- 1961 UK & Ireland Greyhound Racing Year: ← 19601962 →

= 1961 UK & Ireland Greyhound Racing Year =

British greyhound racing year

The 1961 UK & Ireland Greyhound Racing Year was the 36th year of greyhound racing in the United Kingdom and the 35th year of greyhound racing in Ireland.

== Roll of honour ==

Major Winners
| Award | Name of Winner |
| 1961 English Greyhound Derby | Palms Printer |
| 1961 Irish Greyhound Derby | Chieftain's Guest |
| 1961 Scottish Greyhound Derby | Hey There Merry |
| 1961 Welsh Greyhound Derby | Oregon Prince |
| Greyhound Trainer of the Year | Jack Harvey & Jimmy Jowett |
| Greyhound of the Year | Palms Printer & Clonalvy Pride |

== Summary ==
The Betting and Gaming Act 1960 came into force on 1 January 1961. The effect was almost instantaneous with afternoon attendances collapsing. In an attempt to combat the decline, the National Greyhound Racing Society banned telephones at the track and did not allow results to be published before 9.00 pm. In addition they attempted delaying trap draws and enforced a copyright on the tote returns but the government legislation had effectively handed over the afternoon track trade to the bookmaker industry.

Bizarrely the government handed horse racing a levy (a deduction from bookmaker's turnover that would be paid back to the racecourses), under the Betting Levy Act 1961. The levy was given because of the losses that horse racing would incur with daytime bookmakers shops opening. Greyhound racing was not given a levy which came as a further blow to the industry. Knowle Stadium, Stanley Greyhound Stadium (Liverpool) and Woodhouse Lane Stadium all closed.

== Tracks ==
The opening meeting was held at Poole football stadium on 8 May. A track was also added around the County Ground, Taunton despite an initial betting licence refusal. The Sheffield Corporation took over Owlerton Stadium with a £185,000 offer and converted the three private clubs into public bars which helped boost attendance figures.
---*---
Short problem A -
Copy every line of the records below, scaling the x and y coordinates in the answers by 0.55 and rounding each to a whole number, with halves rounded up. Leave all other numbers untouched.
---*---
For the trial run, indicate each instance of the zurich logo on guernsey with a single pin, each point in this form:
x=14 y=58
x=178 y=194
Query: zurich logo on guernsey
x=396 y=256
---*---
Short problem B -
Pick up the article on the 1961 UK and Ireland greyhound racing year after its final sentence and write what comes next.

Expected output A -
For the trial run, indicate each instance of the zurich logo on guernsey with a single pin, each point in this form:
x=14 y=58
x=178 y=194
Query: zurich logo on guernsey
x=218 y=141

Expected output B -
== Competitions ==
Long Story won the Gold Collar to make up for his unlucky exit in the previous years 1960 Irish Greyhound Derby; the black dog had switched kennels from Jim Syder Jr. to Phil Rees. Oregon Prince easily won the Welsh Greyhound Derby while Palms Printer won the Scurry Gold Cup for his new handler Greg Doyle who had replaced Paddy McEvoy at the Clapton Stadium kennels; the veteran greyhound Gorey Airways was denied a third successive Scurry Gold Cup title. Chantilly Lace won the TV Trophy and Clonalvy Pride finally broke his classic duck, the April 1958 whelp ran a great race at Wimbledon, defeating the field that included Palms Printer and Winter Bell. Within two weeks he had also picked up the St Leger at Wembley Greyhounds and also won the Olympic at Wandsworth.

During the Eclipse heats the track record at Lythalls Lane Stadium is broken three times, Faithful Charlie (the eventual competition winner) set a new record of 29.19 followed by Jim's Tour in 29.16 and finally SS Leader in 29.12.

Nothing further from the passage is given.